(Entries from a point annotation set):
^^^^^^^^^^^^^^^^

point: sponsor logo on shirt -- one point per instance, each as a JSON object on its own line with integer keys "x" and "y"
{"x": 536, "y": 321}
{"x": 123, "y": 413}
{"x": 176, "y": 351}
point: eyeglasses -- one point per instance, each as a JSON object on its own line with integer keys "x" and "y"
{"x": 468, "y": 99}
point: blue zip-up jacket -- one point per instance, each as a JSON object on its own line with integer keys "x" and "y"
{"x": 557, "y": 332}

^^^^^^^^^^^^^^^^

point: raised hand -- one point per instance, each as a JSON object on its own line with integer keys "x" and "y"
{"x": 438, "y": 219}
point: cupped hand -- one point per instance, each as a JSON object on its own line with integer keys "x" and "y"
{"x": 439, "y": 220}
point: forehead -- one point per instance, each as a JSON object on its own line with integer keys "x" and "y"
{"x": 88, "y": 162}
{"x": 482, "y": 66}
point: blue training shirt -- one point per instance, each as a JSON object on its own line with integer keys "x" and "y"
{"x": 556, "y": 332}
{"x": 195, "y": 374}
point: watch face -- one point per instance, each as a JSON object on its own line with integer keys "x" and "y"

^^^^^^^^^^^^^^^^

(WRITTEN INSTRUCTION):
Rewrite the lines from the line with "point: raised hand" up to and including the line with "point: watch face", putting "brow" in place of "forehead" and keeping everything else the same.

(RESULT OF THE TASK):
point: raised hand -- one point per instance, each as a JSON object on its own line with integer keys "x" and "y"
{"x": 438, "y": 219}
point: cupped hand -- one point per instance, each as a JSON object on its own line with integer keys "x" and "y"
{"x": 439, "y": 220}
point: brow -- one point per instance, each as a JSON object on its own line with integer keys "x" and "y"
{"x": 88, "y": 162}
{"x": 482, "y": 66}
point: blue training shirt -- one point per instance, each as a JSON object on its own line with integer keys "x" and "y"
{"x": 556, "y": 332}
{"x": 195, "y": 374}
point: watch face -- one point per instance, each as a JSON object on its own line with integer keys "x" and "y"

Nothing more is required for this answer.